Records from a collection
— start —
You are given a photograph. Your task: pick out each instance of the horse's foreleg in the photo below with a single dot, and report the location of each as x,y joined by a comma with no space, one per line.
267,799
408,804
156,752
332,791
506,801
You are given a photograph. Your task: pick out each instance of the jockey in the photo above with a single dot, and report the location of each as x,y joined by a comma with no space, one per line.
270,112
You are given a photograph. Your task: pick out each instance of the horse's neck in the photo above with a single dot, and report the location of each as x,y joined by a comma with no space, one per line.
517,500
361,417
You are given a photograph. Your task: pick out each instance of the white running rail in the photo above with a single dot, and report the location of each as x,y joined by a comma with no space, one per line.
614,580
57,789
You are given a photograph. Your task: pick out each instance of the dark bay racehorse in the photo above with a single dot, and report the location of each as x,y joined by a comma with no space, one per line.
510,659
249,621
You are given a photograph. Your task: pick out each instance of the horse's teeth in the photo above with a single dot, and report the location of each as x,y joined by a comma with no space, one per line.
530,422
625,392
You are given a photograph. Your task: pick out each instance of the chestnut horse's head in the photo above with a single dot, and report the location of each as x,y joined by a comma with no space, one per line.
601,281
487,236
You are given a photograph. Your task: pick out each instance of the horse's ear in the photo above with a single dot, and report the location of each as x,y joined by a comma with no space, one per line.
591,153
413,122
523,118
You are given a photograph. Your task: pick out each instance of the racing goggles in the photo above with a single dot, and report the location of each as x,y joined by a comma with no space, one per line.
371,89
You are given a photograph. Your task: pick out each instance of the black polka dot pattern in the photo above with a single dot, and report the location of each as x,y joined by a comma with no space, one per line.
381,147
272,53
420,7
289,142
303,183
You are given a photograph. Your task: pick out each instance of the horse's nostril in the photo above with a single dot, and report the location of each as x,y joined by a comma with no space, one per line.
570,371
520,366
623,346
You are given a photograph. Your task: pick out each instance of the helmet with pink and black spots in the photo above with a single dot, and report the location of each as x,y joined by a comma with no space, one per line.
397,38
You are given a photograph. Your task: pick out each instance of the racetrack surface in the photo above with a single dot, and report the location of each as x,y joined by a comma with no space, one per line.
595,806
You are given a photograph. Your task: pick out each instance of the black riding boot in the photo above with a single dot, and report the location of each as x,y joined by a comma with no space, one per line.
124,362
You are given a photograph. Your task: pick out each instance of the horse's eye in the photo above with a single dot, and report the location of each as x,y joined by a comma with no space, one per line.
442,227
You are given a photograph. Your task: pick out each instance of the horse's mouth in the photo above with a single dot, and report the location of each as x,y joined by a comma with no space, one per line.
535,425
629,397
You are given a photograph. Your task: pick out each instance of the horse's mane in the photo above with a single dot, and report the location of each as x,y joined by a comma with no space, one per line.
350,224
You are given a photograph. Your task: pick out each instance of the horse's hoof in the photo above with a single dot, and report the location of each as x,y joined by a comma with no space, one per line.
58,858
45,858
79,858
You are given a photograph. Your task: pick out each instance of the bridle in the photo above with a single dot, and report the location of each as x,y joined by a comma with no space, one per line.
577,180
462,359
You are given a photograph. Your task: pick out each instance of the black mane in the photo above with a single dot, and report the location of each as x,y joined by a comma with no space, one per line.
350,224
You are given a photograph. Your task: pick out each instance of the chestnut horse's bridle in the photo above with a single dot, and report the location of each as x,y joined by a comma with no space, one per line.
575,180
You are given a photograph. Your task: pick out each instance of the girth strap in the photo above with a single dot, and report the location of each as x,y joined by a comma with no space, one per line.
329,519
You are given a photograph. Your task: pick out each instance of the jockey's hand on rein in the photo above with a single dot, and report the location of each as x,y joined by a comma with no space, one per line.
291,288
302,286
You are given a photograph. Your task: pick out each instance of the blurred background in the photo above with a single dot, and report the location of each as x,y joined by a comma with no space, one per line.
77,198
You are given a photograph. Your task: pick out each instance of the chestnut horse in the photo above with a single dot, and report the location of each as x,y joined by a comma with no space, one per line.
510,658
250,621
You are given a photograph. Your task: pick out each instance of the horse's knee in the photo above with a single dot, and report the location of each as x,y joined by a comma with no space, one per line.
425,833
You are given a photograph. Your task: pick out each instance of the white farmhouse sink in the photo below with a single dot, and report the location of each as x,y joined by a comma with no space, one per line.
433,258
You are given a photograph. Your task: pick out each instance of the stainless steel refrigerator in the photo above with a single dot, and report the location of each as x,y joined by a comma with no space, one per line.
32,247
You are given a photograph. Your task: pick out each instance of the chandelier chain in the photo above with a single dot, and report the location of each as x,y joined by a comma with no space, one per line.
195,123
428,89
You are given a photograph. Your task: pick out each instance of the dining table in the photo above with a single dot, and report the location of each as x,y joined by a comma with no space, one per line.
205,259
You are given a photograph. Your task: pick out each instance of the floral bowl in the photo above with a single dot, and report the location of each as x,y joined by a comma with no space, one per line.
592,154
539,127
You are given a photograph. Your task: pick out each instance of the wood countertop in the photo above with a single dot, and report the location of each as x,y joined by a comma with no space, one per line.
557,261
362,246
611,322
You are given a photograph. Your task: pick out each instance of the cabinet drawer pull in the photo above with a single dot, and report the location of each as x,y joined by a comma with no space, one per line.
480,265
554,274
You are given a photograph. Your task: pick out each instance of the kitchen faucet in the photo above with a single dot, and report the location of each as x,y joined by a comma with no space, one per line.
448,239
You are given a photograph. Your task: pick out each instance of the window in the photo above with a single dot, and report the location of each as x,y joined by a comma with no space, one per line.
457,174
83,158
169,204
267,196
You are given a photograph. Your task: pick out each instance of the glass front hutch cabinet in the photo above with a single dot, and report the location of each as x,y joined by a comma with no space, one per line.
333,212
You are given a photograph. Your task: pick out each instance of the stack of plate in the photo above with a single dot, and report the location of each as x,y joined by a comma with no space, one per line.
— end —
* [What you will do]
Reproduce the listing above, changing each occurrence of "single dot" to "single point" and leaving every other character unchanged.

* [Response]
You are given a photograph. Your task: pick out each instance of the horse's foreleg in the photo below with a single point, and report the location of each as x,y joined by a comma with no space, one per line.
267,799
408,804
156,752
332,791
506,801
You are given a photograph. Your task: pick out each instance of the jockey in the photo above with a single point, and report the location of each as x,y joined by a comma with no space, one per line.
270,112
You are given a photograph. Your task: pick out each instance of the horse's neck in the photo above with a single point, and report the location of each as x,y joined by a comma with no space, one per line.
517,500
361,417
You are given a photograph. Your task: pick out each instance of the white running rail in the photo above with a single point, and report the location of each as x,y joined by a comma with no space, one per line.
614,580
57,789
You are given a photograph. Your task: pick out each instance of the dark bay racehorse in the photo above with a single point, and report the location of each as x,y joined by a comma with no space, one per line.
510,659
249,621
You are given a photograph. Your task: pick out each instance of the horse's teeth in the photo above with a single point, and report the location of each as x,y joined by a comma with no space, one per line.
530,422
625,392
You are given a photograph. Your task: pick out each instance of the chestnut horse's head in the photo above with a single point, and report the location of each as x,y joined by a comma with no space, one per line.
601,281
487,236
You are given a photograph. Your task: pick out each instance of the horse's ear in the photo above with a single point, and report the location of each as x,y joined by a comma with no space, one per line.
591,153
413,122
523,118
You are given a photograph. Your task: pick out each instance of the racing goggles in the photo above with a single point, and report the location of each as x,y joined by a comma with no space, one per line.
371,89
You are given a photograph. Your task: pick out each instance of the black polka dot pattern in the photo above with a single point, and report the location of each as x,y joined by a comma with no space, one per line.
381,147
272,53
420,7
289,142
303,183
You are given a photograph. Your task: pick out each instance of the horse's nostril in the photo above with a single point, and report the location of each as x,y joined by a comma with no space, one per line.
570,371
520,366
623,346
You are given a photograph. Your task: pick out each instance of the helmet with pink and black spots in the photo above with a single point, and report the location of each as x,y joined by a comma with no space, one per line.
397,38
You are given a photograph. Your task: pick out each instance of the racetrack surface in the photo above with a single point, and report the location of each as x,y joined by a comma with no space, one per line.
595,806
You are given a photograph. Your task: pick out each instance of the black riding boot in the photo above with a single point, and report the location of each as x,y joined by a comma with no space, one per line.
124,362
You are given a photograph. Your task: pick out each instance of the horse's eye in the photo above with a single point, and report the location of each as x,y joined by a comma with no space, one per line.
442,227
You are given a photograph. Your task: pick out each instance of the horse's mouth in the photo above with a single point, and report the location of each as x,y joined by a comma with no space, one per line.
535,425
629,397
You are given a photograph. Your task: pick out each instance of the horse's mane in the photo above with a single point, and report the location of each as x,y joined by a comma with no space, one per line.
350,224
You are given a photograph. Your task: pick out each instance of the horse's hoof in the photo above with a single point, and report the location of each as x,y joined by a comma with no space, one per line.
58,858
45,858
79,858
You are given a photograph. Your task: pick out each instance of the bridle in the photo above with a single point, and report the location of each as x,y joined by a comma with no space, one per line.
577,180
462,359
You are given a photograph. Your task: pick out each instance of the black mane in the photo above with a single point, and report the location of each as x,y joined by a comma with no space, one per line.
350,224
You are given a photograph. Your task: pick out each instance of the chestnut horse's bridle in the photo above with a single point, and report the location of each as x,y joined by a comma with no space, one per line.
575,180
You are given a photograph. Your task: pick out each instance of the girth strap in the photo above with a single point, and report the location of each as x,y joined by a comma with no space, one per line.
329,519
You are given a photograph. Your task: pick out each instance of the jockey's hand on rein in the photo above with a single point, and report the location of each as x,y joined by a comma with no space, one per line.
291,288
302,286
You are given a photograph. Your task: pick out each instance of the blurred background in the photo above with a single point, and report the location of each as x,y joined by a comma with no space, one per line.
77,198
You are given a photograph. Your task: pick out each instance of the chestnut horse in the photo above with a single point, and report the location of each as x,y joined by a comma with no space, one per line.
510,658
250,621
You are given a photograph. Your task: pick out each instance of the horse's knee in the photo above with a single point, and report the location of each as x,y joined by a comma with no space, one per line.
425,833
You are given a photograph. Your task: pick out each instance of the white farmhouse sink in the photo below with a single point, and report the location of each as x,y joined by a comma with no space, one per line.
433,258
You are given a photograph. Your task: pick out each instance of the stainless steel refrigerator in the photo above with a single point, and report the location of each as x,y joined by a comma with no space, one per line.
32,247
You are given a photograph. Your task: pick out each instance of the chandelier chain in the photo above with a single point, and report the location of each as x,y joined by a comma with no space, one per line.
195,123
428,89
You are given a photograph. Your task: pick out each instance of the dining table in the photo above with a single point, and report the location of each as x,y joined by a comma with no space, one per line.
205,259
You are given a photograph. Your task: pick out each instance of the floral bowl in the photo above with a single point, and report the location of each as x,y joined by a comma with no space, one per line.
592,154
539,127
You are given a photograph. Your task: pick out each instance of the wood countertop in the photo above with a single point, and report the location of each as x,y joined by a comma with no space, one per line.
557,261
362,246
611,322
You are given a photograph. Your task: pick out each instance of the cabinet drawer pull in the photo above with a single point, and report the location of each as x,y joined by a comma with no space, one per line.
480,265
554,274
You are given a photograph. Your task: pick out each instance of the kitchen faucet in the photo above with a single point, and report the location of each as x,y joined by a comma with no space, one per line.
448,239
You are given a photograph. Your task: pick out each instance of the window in the photo above with a single point, and report the location of each as x,y joined by a comma with no space, one per line.
457,174
83,158
169,204
267,196
You are given a photograph. Your task: pick out each instance of the glass front hutch cabinet in the photo above with a single point, and report the location of each as x,y joined by a comma with no space, one per line.
333,212
You are given a photograph. Your task: pick out each instance of the stack of plate in the photo above with a single point, and report the location of each as x,y joined by a comma with no space, one per line.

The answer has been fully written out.